§ Listing
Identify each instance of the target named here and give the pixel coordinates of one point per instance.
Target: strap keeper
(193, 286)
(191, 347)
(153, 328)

--

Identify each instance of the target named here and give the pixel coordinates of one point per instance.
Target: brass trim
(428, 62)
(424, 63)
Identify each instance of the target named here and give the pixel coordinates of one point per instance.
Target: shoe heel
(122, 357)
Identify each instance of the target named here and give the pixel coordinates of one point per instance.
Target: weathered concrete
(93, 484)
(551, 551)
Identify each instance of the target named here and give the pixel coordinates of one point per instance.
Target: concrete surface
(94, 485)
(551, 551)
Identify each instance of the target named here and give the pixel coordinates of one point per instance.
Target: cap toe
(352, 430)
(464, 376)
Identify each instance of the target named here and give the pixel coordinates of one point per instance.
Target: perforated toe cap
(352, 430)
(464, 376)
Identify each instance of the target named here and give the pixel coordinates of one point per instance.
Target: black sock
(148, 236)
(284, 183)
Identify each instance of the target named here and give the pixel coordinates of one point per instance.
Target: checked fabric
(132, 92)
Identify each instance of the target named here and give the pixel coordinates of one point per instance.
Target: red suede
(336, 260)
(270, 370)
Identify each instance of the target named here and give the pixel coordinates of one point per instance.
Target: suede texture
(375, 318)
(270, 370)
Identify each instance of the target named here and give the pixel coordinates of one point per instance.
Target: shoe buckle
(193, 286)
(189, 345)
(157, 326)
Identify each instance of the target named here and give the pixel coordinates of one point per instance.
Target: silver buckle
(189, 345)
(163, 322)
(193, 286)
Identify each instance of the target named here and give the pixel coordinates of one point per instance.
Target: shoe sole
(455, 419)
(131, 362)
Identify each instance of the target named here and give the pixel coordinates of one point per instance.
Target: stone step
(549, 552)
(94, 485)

==

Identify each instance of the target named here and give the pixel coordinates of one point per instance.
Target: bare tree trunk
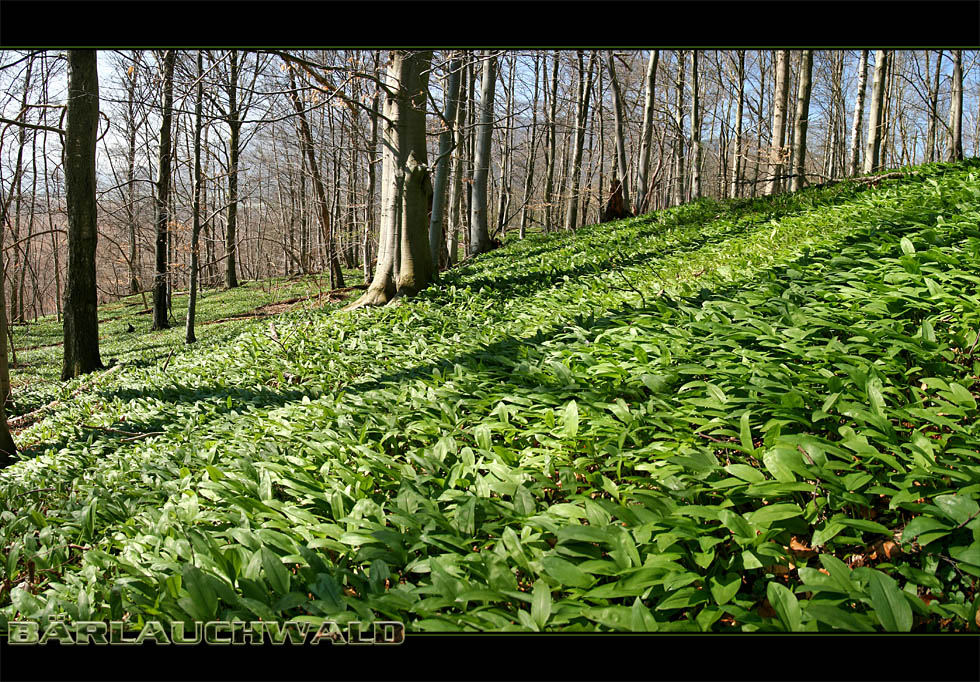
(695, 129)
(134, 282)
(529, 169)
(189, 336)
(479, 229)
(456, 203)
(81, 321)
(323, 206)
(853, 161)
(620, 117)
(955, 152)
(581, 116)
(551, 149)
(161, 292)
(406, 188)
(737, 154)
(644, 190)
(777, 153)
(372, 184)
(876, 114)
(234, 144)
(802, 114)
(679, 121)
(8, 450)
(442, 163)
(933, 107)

§ Directions for this task
Count the lines in the listing above that contain the string "concrete", matching case exactly, and reply with the number alone.

§ Complete answer
2